--- Task input ---
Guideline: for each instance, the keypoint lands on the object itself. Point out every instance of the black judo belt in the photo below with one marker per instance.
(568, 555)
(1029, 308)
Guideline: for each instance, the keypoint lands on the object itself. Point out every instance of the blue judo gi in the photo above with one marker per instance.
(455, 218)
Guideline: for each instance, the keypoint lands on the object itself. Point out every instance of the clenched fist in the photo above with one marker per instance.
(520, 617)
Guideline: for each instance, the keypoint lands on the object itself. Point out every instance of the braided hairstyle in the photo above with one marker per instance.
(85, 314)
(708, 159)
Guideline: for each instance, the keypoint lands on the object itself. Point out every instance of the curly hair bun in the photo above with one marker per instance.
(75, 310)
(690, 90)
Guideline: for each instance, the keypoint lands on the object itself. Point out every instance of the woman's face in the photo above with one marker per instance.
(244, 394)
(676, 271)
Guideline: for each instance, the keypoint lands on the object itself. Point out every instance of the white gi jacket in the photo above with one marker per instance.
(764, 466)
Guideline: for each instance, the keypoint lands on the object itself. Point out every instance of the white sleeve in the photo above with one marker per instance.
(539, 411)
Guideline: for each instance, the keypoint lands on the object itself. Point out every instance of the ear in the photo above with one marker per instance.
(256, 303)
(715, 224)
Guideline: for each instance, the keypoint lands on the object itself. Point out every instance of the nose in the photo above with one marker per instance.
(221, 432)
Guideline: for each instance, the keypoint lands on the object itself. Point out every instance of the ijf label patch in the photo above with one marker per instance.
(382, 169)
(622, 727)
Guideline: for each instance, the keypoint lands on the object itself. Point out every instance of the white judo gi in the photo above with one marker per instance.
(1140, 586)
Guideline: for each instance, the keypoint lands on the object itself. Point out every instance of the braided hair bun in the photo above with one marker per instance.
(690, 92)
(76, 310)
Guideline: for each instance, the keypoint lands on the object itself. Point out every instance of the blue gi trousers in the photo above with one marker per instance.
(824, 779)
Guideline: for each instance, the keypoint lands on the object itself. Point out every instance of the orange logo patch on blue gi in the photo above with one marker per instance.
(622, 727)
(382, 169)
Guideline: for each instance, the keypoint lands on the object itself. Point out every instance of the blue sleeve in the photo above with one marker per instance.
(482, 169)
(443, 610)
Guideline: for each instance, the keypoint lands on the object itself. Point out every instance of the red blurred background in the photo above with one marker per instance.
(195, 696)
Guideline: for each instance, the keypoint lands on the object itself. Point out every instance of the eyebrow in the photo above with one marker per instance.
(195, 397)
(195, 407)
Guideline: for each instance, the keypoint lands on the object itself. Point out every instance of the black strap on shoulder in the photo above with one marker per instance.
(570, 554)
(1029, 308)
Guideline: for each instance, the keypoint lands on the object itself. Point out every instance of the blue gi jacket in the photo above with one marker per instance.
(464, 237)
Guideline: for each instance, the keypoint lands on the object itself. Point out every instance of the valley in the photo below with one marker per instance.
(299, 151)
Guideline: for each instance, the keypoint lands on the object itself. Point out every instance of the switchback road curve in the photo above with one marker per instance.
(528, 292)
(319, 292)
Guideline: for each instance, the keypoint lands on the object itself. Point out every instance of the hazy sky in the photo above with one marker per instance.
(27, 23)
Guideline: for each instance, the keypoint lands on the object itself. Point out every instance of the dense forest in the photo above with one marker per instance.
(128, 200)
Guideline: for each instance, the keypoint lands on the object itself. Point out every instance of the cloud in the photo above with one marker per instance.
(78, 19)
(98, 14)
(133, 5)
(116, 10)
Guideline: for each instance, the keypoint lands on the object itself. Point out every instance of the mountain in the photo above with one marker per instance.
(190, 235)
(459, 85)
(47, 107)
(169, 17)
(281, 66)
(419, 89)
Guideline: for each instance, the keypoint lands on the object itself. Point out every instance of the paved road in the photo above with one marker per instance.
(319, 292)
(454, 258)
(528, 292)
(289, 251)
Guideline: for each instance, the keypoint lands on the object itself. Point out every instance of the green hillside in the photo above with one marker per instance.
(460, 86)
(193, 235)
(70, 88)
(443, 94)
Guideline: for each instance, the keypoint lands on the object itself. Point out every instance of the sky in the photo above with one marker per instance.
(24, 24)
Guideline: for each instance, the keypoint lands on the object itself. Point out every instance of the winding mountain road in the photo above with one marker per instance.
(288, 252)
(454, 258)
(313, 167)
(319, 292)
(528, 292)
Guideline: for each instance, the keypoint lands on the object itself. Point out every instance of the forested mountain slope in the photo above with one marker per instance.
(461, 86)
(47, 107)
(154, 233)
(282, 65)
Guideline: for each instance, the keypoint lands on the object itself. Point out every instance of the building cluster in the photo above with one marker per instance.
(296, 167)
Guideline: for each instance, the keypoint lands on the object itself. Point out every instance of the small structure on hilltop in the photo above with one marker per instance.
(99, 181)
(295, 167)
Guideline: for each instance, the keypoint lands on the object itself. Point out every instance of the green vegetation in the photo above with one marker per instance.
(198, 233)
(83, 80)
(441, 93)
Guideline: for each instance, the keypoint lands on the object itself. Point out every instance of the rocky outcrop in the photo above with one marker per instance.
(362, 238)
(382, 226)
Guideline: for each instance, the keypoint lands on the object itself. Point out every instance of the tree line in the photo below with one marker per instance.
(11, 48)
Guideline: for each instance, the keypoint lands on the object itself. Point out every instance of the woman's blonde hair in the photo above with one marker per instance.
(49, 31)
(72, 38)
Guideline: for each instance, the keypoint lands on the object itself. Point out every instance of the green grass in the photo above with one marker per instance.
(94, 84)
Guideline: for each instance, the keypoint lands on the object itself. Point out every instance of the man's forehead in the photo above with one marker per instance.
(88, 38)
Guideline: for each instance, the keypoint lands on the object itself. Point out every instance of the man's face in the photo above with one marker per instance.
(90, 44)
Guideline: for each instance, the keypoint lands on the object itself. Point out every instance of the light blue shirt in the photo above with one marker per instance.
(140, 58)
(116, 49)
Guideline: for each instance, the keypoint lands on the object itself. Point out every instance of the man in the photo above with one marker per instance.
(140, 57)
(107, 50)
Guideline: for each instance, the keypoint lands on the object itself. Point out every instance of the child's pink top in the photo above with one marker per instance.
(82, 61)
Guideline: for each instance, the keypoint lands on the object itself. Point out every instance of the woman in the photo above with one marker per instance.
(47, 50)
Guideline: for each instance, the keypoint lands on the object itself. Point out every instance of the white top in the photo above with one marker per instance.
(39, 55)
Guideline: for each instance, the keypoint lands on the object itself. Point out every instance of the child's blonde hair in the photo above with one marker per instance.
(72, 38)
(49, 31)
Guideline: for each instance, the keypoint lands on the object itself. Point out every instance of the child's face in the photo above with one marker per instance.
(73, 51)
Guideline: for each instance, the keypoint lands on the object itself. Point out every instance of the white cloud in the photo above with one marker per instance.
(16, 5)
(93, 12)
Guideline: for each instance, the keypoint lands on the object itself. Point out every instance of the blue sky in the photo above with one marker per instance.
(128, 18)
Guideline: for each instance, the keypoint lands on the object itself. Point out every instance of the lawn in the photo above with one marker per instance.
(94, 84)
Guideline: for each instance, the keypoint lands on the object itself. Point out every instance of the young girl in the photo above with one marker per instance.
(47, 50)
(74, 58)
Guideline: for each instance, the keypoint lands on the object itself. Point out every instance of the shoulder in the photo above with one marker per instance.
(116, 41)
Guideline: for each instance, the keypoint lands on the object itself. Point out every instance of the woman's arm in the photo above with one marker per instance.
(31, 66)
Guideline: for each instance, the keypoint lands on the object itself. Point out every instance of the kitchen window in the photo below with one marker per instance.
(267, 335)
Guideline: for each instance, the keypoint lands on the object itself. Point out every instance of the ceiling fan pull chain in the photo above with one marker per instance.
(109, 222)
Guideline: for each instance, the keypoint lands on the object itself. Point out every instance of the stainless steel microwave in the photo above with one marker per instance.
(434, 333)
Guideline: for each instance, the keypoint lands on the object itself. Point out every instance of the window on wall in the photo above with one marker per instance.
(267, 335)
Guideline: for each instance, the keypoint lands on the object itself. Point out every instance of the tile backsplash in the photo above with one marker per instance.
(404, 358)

--- Task statement ---
The line containing "of the ceiling" and every line after it, through the end of the records, should be repeated exactly and alone.

--- Written solution ---
Guideline: for each instance, the keypoint lands on the object itself. Point out every instance of the ceiling fan pull chain in the photo above with one marker per instance.
(109, 222)
Guideline: for each instance, the keypoint lands on the object itself. Point out every instance of the stainless steel microwave in the photo above with one marker per instance.
(434, 333)
Guideline: for each instance, the keypoint lands on the object itself. Point out every instance of the window on wall in the photo above with one marker per instance.
(267, 335)
Guideline: for each instance, the keypoint lands on the object itself. Point out every instance of the tile backsplash in the photo above with one marker per instance.
(404, 358)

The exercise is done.